• Task
Please report how many lines in the records below contain the word "long", giving only that number.

--- Source data Enclosed Below ---

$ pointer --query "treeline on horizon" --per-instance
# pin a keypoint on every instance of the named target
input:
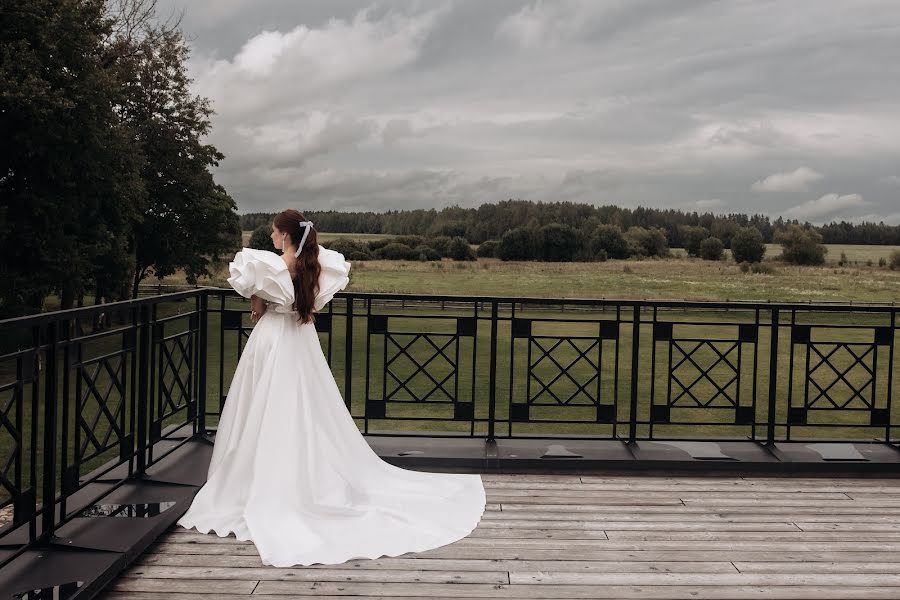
(491, 221)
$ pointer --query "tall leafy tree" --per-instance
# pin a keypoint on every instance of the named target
(188, 221)
(66, 158)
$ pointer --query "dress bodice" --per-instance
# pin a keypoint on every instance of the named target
(263, 273)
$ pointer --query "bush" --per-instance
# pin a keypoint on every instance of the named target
(379, 243)
(409, 240)
(647, 242)
(449, 229)
(558, 243)
(518, 244)
(395, 251)
(427, 253)
(692, 237)
(711, 249)
(801, 246)
(261, 238)
(441, 244)
(351, 249)
(609, 240)
(488, 249)
(762, 269)
(747, 245)
(460, 249)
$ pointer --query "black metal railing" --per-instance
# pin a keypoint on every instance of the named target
(87, 395)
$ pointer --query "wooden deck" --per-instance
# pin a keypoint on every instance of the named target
(572, 536)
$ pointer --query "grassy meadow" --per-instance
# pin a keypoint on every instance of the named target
(674, 278)
(678, 278)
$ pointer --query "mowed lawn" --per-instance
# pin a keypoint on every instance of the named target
(678, 278)
(674, 278)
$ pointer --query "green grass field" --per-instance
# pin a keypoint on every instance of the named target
(677, 278)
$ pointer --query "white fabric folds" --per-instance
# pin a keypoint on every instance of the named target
(290, 470)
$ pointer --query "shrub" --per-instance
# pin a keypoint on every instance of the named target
(261, 238)
(711, 249)
(801, 246)
(747, 245)
(441, 244)
(449, 229)
(762, 269)
(646, 242)
(427, 253)
(409, 240)
(351, 249)
(558, 243)
(692, 237)
(379, 243)
(460, 249)
(609, 240)
(489, 249)
(518, 244)
(395, 251)
(895, 260)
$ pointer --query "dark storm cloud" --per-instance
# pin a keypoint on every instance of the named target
(774, 107)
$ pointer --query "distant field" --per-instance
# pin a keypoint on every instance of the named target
(676, 278)
(327, 237)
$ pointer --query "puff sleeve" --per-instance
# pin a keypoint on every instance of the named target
(334, 277)
(261, 273)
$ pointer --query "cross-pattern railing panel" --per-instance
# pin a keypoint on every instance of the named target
(840, 374)
(84, 394)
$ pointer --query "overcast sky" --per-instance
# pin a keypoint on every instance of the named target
(786, 107)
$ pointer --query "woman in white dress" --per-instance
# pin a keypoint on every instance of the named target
(290, 470)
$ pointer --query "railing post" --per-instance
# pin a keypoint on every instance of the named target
(773, 379)
(348, 360)
(144, 331)
(635, 349)
(492, 392)
(48, 520)
(202, 360)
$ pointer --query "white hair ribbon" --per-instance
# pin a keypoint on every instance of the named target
(307, 225)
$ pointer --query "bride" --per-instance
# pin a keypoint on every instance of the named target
(290, 470)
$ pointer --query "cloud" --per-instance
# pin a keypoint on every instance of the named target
(406, 103)
(797, 180)
(827, 207)
(710, 204)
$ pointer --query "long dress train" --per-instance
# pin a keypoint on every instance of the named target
(290, 470)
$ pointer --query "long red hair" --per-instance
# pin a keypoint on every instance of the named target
(306, 283)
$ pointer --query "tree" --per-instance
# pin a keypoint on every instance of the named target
(691, 237)
(558, 243)
(646, 242)
(460, 249)
(609, 240)
(747, 245)
(801, 245)
(711, 249)
(518, 244)
(69, 181)
(188, 220)
(488, 248)
(261, 238)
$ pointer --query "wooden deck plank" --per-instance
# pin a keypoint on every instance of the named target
(581, 536)
(620, 593)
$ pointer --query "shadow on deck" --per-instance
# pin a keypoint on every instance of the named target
(573, 519)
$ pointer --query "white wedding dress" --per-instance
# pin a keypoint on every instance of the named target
(290, 470)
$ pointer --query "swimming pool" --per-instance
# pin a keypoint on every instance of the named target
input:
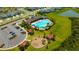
(42, 24)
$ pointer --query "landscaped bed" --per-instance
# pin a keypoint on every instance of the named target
(61, 29)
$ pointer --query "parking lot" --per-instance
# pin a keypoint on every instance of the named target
(11, 35)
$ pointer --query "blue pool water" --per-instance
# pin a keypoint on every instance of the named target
(69, 13)
(42, 24)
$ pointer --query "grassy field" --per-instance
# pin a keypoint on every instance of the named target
(61, 28)
(72, 42)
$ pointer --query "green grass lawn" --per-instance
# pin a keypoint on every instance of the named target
(61, 28)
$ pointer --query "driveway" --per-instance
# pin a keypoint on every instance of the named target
(5, 35)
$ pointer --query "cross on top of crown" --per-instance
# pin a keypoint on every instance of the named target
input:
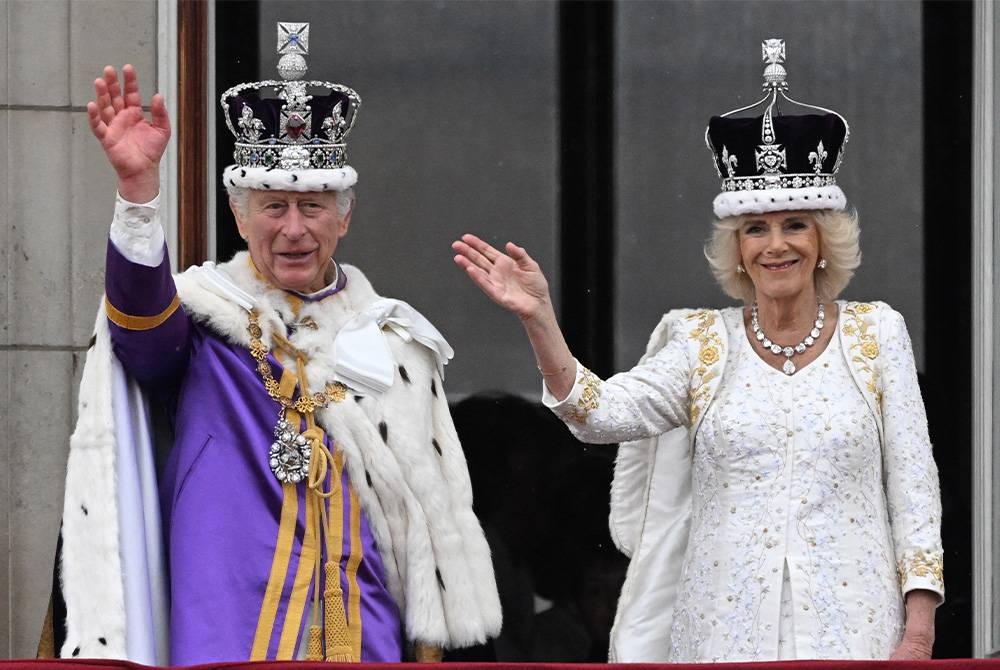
(773, 50)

--- End of Enclosed Source data ---

• Solution for this exercise
2